What needs to be done>
Count the lines in the records below that contain the string "objects", with case counting. Reply with only the number.

══ Data provided ══

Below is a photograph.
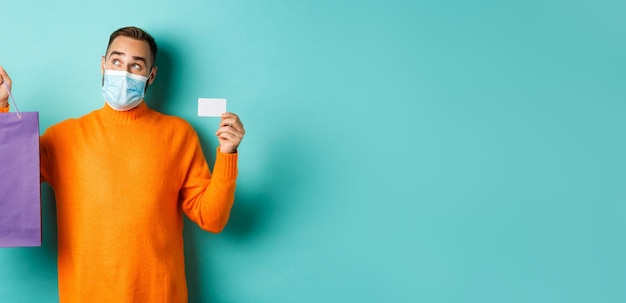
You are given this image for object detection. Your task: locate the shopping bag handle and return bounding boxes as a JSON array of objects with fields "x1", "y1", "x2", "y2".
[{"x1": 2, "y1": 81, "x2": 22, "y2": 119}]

═══
══ Data provided ══

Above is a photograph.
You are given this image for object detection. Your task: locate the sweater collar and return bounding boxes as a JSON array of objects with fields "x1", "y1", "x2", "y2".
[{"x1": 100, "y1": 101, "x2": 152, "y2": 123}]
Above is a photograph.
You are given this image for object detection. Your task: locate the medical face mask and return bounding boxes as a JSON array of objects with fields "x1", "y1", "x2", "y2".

═══

Finished exercise>
3